>> Start Records for processing

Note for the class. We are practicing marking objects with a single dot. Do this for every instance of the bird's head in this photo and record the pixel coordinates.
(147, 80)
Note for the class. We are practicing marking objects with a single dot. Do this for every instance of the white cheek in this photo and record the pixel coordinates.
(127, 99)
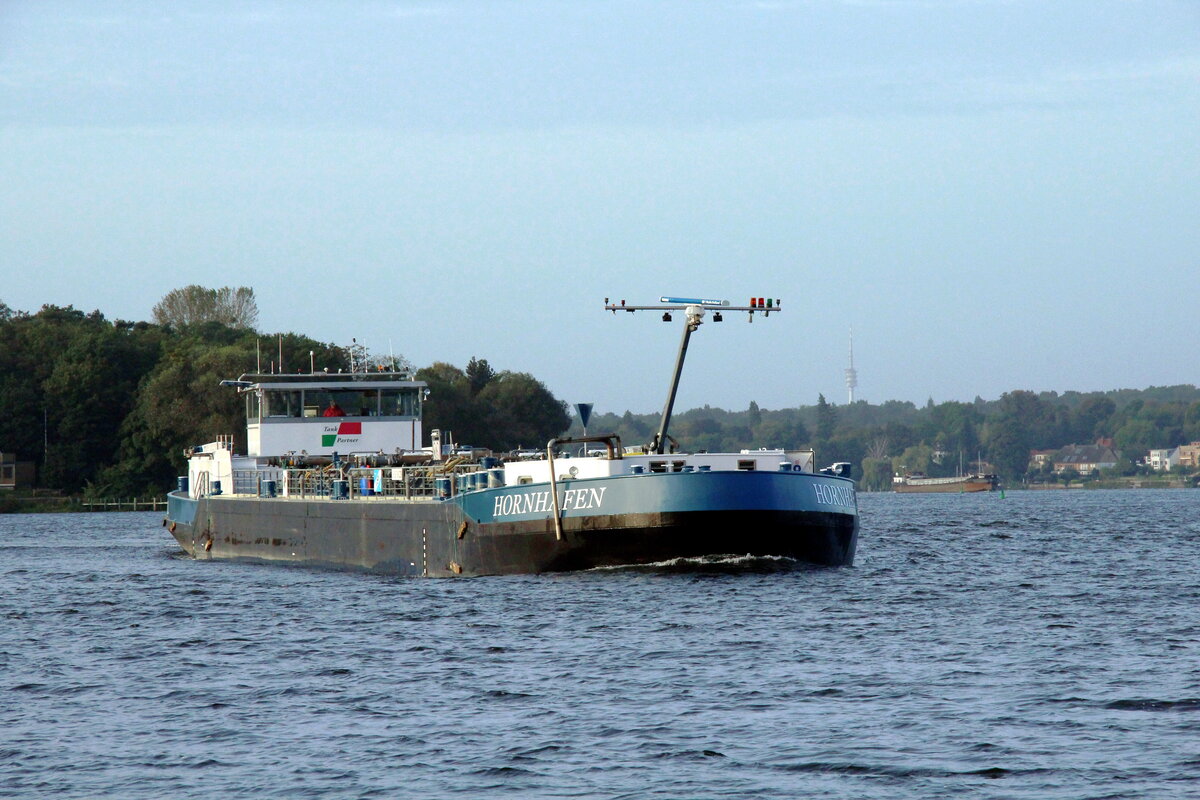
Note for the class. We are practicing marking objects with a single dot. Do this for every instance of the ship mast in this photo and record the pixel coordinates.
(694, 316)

>> End Records for processing
>> Start Records for processing

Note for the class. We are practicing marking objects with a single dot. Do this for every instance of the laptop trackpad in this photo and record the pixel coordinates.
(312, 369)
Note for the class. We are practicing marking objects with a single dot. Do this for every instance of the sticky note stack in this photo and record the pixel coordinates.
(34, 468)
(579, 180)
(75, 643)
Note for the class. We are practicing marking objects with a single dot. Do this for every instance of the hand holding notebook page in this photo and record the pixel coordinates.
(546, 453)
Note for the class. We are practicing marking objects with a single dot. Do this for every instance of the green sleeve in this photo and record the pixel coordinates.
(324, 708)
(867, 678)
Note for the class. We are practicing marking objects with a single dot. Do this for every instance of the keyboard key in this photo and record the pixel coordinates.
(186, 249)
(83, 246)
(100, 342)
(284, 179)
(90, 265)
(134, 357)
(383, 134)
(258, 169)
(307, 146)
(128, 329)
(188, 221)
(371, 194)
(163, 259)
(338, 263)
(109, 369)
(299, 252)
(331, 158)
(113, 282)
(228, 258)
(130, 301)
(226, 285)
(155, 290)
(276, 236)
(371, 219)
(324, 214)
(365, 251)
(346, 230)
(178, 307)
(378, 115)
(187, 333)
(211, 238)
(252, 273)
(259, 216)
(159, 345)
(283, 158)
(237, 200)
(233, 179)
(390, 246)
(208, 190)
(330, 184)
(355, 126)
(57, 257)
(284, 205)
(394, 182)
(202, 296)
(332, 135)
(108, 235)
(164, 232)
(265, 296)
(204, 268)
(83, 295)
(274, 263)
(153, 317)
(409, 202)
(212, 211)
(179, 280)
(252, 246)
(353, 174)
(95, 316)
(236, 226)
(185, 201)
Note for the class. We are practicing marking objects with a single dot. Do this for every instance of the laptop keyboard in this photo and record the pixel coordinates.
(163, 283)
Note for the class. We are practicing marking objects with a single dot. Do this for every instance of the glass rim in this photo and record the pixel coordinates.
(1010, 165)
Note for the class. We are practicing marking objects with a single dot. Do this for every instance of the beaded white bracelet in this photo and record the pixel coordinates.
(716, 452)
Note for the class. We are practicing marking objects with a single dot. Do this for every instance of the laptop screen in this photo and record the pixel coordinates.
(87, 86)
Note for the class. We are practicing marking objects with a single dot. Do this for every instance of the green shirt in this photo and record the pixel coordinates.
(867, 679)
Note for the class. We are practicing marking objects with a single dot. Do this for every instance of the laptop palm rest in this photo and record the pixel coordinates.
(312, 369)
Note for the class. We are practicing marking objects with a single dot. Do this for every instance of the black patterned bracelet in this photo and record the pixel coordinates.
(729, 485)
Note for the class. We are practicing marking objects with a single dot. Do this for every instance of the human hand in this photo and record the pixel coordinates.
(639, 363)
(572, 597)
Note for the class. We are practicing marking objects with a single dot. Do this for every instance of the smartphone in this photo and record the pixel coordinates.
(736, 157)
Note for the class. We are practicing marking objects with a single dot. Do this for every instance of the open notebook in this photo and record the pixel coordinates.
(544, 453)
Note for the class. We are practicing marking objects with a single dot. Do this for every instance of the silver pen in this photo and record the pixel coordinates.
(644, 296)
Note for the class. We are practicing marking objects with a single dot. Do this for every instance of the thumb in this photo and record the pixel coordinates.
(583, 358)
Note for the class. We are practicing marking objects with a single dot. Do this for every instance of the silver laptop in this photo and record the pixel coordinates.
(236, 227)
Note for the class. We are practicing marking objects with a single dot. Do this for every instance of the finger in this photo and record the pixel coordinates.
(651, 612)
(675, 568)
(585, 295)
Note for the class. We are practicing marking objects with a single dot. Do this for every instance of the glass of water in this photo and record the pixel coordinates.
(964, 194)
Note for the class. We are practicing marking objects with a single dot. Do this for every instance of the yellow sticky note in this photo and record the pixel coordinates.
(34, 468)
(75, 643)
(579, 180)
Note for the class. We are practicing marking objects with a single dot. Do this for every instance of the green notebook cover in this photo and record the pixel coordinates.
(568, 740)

>> End Records for processing

From the entries above, extract every line that contains the word "glass".

Note for the class. We are practicing marking objects with a single dot. Do this for every instance of the glass rim in this photo and record the pixel coordinates.
Note for the class. We are practicing marking objects with a single dot. Do this for every instance of the glass of water in this photo and record the pixel coordinates.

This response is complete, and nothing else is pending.